Passage:
Danone is leading some of the world’s biggest companies in food and beverage, personal-care and luxury to join forces to push for regenerative agriculture, a holistic method of farming that rebuilds resources instead of depleting them.

Google Inc., Nestle SA and L’Oreal are among the 19 companies in the newly-formed coalition, Danone Chief Executive Officer Emmanuel Faber said at the United Nations Climate Action Summit in New York on Monday. Other companies participating include Mars Inc. and Kellogg Co., as well as Dove soap maker Unilever, Gucci owner Kering and specialty chemicals maker Royal DSM NV.

The move comes a year before the United Nations is set to update its strategic plans for improving biodiversity from 2020 to 2030. While concerns have mounted on the impacts of climate change, the spotlight has mainly been on reducing plastic waste and carbon emissions, and not biodiversity, Faber said in an interview.

“The way we’ve created the food system over the last 50 years has been to focus on driving economies of scale and simple solutions, but it’s over-simplistic now,” he said. “We have a complete loss of diversity.”

Faber pointed to the U.S. dairy sector, where some 99% of the cows are Holstein cattle, and to big, mono-cropped agricultural farms that house significantly fewer worms per hectare (2.5 acres) than in natural, healthy soil. And just nine out of the 6,000 plant species that are cultivated for food account for more than half of the world’s crop production, according to the Food and Agriculture Organization.

Big Food Rethinks Farming To Fight a Lack of Crop Diversity

“We are in a very risky situation from a resilience standpoint if anything happens to any of these species,” Faber said.

The group, dubbed “One Planet Business for Biodiversity,” seeks to provide a UN meeting in China next year with achievable targets for 2030. Those set a decade ago have not been met.

Rows:
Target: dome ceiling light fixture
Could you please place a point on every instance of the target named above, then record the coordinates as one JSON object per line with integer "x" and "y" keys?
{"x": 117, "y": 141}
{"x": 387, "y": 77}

* * *

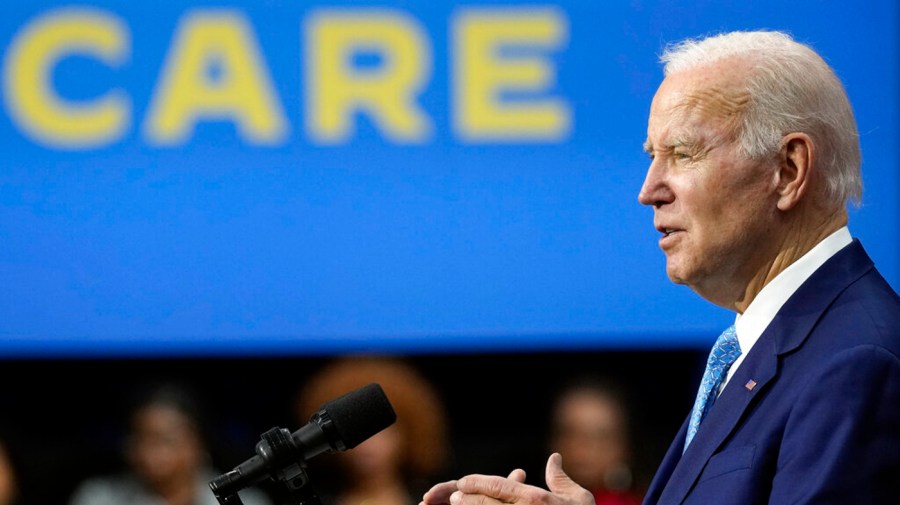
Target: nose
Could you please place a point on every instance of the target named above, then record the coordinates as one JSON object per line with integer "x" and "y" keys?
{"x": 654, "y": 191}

What to do:
a. Rewrite the article on the biodiversity coalition from "Faber pointed to" up to and including "not been met.", putting "Jersey" wherever "Holstein" appears.
b. Name every company other than Danone that the article on the biodiversity coalition lists as part of the coalition.
Work only from the article itself.

Complete answers:
a.
Faber pointed to the U.S. dairy sector, where some 99% of the cows are Jersey cattle, and to big, mono-cropped agricultural farms that house significantly fewer worms per hectare (2.5 acres) than in natural, healthy soil. And just nine out of the 6,000 plant species that are cultivated for food account for more than half of the world’s crop production, according to the Food and Agriculture Organization.

Big Food Rethinks Farming To Fight a Lack of Crop Diversity

“We are in a very risky situation from a resilience standpoint if anything happens to any of these species,” Faber said.

The group, dubbed “One Planet Business for Biodiversity,” seeks to provide a UN meeting in China next year with achievable targets for 2030. Those set a decade ago have not been met.

b.
Google Inc.
Nestle SA
L’Oreal
Mars Inc.
Kellogg Co.
Unilever
Kering
Royal DSM NV